● Data lines
· · · ·
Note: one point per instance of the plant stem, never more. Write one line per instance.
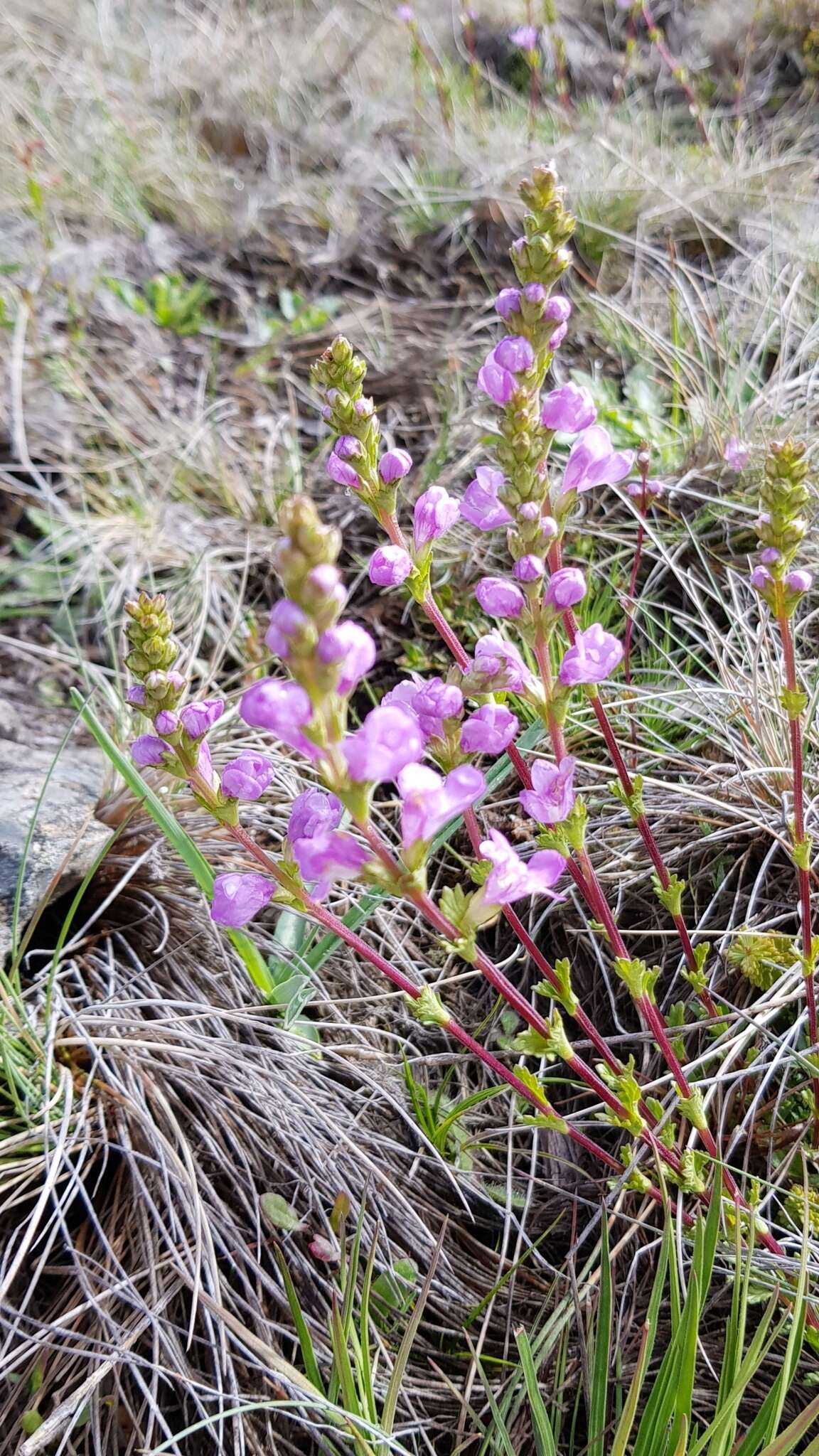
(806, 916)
· · · ·
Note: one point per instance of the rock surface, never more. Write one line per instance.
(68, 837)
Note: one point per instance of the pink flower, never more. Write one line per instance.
· · · ·
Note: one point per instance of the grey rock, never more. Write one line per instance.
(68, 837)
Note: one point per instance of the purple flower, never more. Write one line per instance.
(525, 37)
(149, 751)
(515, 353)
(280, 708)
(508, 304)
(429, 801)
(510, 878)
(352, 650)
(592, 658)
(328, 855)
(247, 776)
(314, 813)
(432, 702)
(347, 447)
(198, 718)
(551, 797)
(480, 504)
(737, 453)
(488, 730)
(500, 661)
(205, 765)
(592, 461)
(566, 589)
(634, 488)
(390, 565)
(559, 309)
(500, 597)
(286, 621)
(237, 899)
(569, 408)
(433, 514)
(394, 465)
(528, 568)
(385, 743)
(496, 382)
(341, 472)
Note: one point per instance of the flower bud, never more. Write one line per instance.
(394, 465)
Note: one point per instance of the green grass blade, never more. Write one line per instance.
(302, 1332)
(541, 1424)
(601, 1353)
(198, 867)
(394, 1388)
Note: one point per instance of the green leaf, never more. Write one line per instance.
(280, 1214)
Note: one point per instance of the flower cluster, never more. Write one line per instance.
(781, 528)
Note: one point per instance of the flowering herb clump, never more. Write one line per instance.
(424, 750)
· · · ·
● The task
List every line in the items above that contains the word "Note". Case counts, so match only that exact capitalization.

● Result below
Note: one point per instance of the plant stem, never more. Write one line per instance.
Note: one point per instance of the rock surface, never more. Write one line per instance.
Note: one point per instance of the pink flower, never more. Write one line per instance.
Note: one point per instance of the grey rock, never more. Write one line per instance.
Note: one point per instance of the purple flower, never more. Write one line per instance.
Note: one point per instance of the flower bud, never more. Write one line per instance.
Note: one point per instance of the green grass blade, never more. Write one line per instance.
Note: one point per instance of the green leaf, never more. Write one line per instance.
Note: one point per instance of the flower cluster, never more. Write one line per instance.
Note: one point per instance of the flowering herb clump, never more. Write one line per instance.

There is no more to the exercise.